— EXERCISE OBJECTIVE —
You are asked to filter the data below and copy every line holding "waterfront".

[Source data]

· · · · ·

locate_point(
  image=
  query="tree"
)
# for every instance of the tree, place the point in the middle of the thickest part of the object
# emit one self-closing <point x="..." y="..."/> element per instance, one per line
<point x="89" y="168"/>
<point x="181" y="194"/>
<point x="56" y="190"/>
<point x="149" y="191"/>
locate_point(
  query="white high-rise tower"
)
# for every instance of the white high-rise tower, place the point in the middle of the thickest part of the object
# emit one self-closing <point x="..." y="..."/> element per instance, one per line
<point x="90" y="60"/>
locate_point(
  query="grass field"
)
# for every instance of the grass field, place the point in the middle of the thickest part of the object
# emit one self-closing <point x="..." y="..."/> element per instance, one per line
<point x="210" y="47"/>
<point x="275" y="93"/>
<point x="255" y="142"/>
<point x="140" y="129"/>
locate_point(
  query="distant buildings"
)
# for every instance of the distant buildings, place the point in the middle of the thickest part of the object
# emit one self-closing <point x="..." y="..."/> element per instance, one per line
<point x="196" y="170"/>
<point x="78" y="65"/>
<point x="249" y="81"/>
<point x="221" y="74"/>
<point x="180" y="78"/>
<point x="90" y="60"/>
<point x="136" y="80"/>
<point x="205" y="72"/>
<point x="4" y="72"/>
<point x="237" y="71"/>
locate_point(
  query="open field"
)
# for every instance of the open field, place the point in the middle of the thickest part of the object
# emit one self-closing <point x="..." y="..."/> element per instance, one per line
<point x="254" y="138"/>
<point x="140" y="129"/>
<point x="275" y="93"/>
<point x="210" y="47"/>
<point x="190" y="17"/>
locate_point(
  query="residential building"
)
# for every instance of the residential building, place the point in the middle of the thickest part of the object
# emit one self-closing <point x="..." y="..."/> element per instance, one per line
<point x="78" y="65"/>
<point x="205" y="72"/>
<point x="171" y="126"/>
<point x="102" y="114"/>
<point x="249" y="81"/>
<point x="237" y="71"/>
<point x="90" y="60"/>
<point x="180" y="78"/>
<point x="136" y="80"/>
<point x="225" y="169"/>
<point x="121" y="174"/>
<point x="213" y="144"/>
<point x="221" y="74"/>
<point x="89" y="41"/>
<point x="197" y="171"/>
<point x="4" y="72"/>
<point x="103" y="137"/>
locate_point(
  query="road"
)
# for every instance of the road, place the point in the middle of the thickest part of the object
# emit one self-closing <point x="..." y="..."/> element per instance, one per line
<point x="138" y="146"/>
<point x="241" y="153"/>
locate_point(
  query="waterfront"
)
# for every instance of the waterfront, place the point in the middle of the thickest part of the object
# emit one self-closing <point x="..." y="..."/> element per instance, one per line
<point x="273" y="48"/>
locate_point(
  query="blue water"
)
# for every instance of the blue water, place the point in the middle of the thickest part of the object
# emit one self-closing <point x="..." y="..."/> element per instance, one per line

· · · · ·

— SOLUTION FOR THIS TASK —
  query="waterfront"
# for every instance of the waterfront, place the point in the middle of the thickest part of the object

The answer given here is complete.